::: Entries supplied :::

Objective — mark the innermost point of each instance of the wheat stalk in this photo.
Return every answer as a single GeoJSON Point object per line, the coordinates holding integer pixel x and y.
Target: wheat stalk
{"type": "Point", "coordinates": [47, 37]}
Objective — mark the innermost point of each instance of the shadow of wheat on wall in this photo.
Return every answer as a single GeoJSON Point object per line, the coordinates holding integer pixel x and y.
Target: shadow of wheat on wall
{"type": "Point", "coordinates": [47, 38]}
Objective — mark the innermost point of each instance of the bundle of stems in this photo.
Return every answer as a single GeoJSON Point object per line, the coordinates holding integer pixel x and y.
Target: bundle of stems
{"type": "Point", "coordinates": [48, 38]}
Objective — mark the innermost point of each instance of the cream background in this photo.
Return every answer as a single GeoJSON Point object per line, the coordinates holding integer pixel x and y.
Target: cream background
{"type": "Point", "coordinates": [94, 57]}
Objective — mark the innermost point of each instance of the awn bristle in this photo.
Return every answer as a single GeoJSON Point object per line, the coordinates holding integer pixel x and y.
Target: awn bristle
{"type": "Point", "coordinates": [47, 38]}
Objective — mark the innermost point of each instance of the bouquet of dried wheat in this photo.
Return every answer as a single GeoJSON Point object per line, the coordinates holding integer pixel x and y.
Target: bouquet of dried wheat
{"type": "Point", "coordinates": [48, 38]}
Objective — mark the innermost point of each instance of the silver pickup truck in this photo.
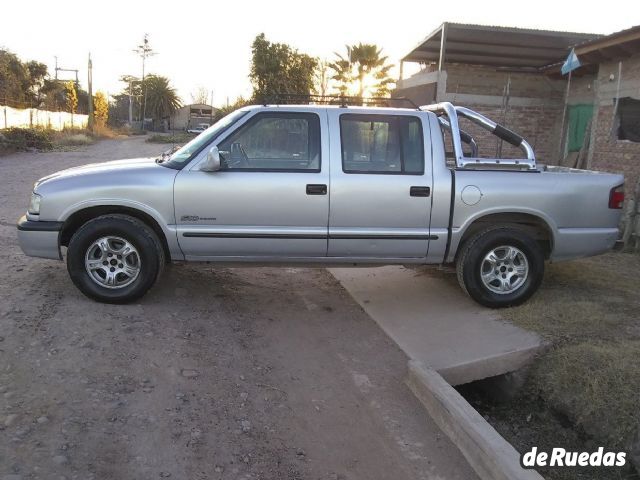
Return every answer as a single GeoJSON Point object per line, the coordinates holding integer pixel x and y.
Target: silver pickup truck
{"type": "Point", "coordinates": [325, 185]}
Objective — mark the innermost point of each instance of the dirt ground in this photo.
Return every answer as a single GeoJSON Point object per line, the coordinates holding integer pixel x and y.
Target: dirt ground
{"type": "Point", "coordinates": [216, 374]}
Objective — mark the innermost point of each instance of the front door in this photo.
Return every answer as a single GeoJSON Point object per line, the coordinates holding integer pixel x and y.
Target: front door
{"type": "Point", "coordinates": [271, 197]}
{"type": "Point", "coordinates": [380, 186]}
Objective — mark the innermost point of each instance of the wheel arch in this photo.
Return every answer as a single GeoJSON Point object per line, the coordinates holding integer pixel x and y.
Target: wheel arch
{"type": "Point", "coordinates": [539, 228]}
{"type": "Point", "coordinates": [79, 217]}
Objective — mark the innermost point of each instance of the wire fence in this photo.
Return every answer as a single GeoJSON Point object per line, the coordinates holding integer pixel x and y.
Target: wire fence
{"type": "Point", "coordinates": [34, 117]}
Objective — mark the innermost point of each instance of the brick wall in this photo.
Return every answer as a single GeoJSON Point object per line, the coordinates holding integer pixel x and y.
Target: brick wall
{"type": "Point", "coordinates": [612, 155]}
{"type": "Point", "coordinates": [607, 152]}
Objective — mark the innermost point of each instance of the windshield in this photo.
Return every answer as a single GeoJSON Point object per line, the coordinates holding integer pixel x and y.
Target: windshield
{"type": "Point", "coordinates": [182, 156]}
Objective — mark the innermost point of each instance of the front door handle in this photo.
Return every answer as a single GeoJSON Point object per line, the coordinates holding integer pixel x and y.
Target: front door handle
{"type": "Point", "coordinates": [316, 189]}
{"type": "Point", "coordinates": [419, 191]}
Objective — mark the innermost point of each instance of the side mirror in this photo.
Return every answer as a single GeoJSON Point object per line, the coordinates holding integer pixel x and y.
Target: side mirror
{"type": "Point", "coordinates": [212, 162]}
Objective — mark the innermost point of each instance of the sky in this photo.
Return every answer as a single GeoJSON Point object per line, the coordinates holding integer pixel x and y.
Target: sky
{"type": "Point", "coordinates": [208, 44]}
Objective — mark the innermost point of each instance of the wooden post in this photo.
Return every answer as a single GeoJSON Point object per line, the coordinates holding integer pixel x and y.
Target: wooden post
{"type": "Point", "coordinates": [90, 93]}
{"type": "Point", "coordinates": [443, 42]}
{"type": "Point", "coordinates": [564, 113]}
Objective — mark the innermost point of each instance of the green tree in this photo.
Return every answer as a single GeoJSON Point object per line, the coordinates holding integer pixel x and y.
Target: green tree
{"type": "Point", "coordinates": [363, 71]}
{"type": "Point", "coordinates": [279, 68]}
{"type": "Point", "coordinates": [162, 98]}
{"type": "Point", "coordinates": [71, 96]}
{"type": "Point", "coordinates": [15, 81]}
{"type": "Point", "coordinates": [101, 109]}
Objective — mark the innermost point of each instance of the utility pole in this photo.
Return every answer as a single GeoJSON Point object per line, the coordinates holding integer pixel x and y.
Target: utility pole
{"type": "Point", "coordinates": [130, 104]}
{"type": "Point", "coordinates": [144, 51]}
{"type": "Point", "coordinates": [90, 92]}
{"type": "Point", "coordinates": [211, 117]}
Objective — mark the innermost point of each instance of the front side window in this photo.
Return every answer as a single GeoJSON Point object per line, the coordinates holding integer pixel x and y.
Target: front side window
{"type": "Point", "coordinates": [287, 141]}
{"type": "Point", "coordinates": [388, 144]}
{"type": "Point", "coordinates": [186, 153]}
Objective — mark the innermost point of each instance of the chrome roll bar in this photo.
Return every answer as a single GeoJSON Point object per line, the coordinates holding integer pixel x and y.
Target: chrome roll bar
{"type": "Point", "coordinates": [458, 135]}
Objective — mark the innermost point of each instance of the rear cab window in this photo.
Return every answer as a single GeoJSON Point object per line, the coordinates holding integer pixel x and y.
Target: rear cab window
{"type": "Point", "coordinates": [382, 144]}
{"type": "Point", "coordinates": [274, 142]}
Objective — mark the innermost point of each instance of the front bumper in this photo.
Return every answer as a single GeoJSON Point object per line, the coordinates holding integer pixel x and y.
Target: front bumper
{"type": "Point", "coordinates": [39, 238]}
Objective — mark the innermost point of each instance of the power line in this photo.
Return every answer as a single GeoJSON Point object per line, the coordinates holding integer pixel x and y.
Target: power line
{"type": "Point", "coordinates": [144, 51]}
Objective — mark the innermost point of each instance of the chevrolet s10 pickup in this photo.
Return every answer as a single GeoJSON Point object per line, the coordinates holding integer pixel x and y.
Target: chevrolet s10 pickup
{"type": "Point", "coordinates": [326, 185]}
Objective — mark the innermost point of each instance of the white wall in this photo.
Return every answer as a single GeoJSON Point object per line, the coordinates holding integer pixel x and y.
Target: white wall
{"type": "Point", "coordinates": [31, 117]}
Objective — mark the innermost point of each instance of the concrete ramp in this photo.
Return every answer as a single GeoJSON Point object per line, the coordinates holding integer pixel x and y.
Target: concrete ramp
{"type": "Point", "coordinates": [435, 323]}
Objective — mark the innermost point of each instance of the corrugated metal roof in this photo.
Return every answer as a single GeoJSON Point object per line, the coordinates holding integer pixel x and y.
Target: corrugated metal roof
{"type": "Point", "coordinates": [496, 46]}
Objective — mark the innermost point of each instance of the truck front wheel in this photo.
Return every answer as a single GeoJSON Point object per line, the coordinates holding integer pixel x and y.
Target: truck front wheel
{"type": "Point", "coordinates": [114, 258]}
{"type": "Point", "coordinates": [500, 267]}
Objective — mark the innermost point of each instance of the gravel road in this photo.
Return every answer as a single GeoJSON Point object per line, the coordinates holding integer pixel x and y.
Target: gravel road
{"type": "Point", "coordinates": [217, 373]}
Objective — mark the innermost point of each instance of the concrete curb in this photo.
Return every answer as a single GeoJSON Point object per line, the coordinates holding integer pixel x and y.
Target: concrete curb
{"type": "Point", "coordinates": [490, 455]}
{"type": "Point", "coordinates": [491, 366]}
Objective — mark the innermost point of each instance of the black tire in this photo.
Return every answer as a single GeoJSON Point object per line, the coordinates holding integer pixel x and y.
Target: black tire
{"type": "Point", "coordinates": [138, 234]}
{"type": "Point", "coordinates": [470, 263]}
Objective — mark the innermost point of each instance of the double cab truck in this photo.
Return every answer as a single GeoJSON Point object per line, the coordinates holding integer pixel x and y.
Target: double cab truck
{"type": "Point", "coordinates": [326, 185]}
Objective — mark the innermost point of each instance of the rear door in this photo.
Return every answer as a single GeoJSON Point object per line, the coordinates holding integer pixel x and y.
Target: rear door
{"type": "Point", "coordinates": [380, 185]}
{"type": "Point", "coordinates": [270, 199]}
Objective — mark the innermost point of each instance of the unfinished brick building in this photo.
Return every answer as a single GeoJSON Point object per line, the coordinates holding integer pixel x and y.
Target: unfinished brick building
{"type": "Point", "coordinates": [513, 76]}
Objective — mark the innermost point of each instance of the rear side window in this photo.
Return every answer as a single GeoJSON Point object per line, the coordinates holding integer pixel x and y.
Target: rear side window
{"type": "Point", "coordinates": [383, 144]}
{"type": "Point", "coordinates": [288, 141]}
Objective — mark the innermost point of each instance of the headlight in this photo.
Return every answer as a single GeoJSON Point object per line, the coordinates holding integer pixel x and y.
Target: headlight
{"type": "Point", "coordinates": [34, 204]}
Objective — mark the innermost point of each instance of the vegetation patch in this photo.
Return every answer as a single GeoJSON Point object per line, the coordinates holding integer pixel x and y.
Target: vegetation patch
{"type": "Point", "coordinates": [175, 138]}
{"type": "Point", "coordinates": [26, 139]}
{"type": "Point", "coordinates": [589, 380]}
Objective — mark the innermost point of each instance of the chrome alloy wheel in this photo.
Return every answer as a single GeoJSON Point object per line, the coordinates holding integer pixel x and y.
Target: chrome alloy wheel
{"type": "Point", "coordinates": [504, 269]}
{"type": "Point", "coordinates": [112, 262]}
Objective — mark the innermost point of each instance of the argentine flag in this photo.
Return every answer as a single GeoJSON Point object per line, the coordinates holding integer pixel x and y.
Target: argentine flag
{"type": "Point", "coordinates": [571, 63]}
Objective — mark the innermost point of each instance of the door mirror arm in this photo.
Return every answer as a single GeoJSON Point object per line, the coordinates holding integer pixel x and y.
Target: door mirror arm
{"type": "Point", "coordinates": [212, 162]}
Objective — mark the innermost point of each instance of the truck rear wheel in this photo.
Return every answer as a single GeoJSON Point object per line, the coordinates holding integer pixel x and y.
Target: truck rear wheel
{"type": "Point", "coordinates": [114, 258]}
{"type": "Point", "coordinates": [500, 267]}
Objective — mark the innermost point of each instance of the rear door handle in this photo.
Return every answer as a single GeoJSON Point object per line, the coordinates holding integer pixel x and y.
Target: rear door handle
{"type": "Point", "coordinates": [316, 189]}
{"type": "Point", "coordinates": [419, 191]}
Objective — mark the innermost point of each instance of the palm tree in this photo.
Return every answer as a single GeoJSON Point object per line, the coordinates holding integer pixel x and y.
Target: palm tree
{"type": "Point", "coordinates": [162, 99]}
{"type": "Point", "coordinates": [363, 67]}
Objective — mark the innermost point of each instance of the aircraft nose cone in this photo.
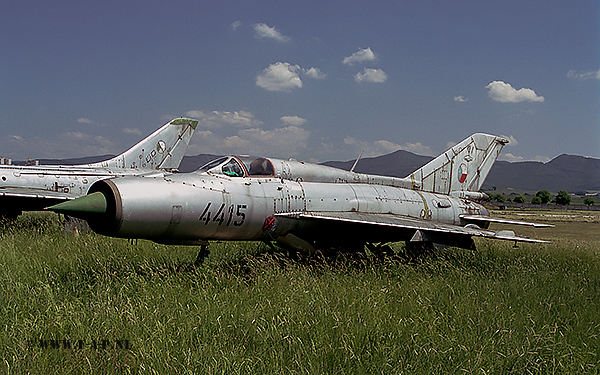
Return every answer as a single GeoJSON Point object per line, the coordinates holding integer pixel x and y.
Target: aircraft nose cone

:::
::: Entries supplied :::

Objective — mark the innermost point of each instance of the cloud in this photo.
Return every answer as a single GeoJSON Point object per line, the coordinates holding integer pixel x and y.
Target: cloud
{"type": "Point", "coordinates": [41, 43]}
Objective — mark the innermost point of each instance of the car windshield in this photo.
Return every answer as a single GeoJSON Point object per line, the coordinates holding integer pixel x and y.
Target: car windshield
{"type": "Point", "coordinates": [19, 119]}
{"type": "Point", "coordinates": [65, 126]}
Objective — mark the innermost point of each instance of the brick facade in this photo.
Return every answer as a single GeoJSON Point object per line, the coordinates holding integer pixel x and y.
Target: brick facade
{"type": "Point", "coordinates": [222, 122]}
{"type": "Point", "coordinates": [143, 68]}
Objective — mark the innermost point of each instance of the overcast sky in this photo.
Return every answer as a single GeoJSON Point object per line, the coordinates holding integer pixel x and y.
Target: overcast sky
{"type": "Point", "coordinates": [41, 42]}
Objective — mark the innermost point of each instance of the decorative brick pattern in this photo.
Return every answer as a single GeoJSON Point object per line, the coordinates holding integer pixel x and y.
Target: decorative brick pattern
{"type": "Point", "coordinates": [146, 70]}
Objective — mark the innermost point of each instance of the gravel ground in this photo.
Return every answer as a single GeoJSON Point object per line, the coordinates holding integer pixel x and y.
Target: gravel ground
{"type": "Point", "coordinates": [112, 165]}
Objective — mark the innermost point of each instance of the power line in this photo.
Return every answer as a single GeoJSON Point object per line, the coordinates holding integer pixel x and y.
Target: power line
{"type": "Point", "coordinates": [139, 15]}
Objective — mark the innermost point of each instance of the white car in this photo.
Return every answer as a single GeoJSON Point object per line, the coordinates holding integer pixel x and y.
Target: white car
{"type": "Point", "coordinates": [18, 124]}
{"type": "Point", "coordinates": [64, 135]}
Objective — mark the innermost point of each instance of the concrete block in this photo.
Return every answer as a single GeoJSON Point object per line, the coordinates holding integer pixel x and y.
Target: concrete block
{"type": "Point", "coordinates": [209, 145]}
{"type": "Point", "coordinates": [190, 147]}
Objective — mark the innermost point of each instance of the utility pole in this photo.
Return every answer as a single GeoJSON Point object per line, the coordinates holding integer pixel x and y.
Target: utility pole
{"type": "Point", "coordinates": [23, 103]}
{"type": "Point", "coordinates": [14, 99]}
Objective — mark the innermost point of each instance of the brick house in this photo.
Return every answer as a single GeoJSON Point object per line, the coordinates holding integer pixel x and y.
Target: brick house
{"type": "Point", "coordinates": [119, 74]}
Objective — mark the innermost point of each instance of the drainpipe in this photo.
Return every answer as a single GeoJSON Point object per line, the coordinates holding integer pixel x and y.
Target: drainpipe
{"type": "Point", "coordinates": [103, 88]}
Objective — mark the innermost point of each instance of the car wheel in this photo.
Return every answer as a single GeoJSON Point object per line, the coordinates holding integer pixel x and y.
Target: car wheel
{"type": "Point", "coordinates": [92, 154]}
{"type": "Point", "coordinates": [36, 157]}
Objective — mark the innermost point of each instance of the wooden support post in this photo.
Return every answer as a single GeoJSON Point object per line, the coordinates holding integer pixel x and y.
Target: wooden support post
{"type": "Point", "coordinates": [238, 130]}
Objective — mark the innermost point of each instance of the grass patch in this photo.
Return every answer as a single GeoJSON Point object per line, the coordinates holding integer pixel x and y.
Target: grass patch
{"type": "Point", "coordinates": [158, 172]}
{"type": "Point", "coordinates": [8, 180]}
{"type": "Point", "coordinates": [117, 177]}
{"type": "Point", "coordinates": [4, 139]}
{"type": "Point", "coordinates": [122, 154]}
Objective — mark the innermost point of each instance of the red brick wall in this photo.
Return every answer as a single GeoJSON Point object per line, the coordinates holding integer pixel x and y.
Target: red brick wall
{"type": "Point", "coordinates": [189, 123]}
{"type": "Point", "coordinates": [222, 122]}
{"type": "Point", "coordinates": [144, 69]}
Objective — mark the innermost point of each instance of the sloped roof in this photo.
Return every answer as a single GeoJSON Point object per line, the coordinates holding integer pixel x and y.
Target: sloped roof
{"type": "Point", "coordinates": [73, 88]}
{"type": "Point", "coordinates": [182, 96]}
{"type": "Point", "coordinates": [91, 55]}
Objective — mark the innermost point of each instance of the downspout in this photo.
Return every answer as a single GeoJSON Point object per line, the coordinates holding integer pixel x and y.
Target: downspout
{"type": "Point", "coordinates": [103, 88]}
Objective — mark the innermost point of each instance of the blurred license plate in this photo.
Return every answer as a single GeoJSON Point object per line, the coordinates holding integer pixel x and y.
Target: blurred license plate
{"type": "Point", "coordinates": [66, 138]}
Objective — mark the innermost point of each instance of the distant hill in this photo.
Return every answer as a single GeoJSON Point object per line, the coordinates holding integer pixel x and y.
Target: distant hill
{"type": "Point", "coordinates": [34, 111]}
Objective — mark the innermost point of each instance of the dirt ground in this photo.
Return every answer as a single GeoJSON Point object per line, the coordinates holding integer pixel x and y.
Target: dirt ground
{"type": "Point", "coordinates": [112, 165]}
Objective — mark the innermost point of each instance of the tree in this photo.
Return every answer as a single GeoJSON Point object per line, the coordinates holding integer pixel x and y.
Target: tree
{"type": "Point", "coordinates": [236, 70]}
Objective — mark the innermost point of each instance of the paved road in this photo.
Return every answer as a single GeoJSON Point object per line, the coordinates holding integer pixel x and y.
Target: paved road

:::

[Exercise task]
Report every line in the items above that contains the string "cone", copying each one in full.

[Full solution]
Objective — mark the innermost point of each instance of the aircraft nose cone in this photo.
Target: aircraft nose cone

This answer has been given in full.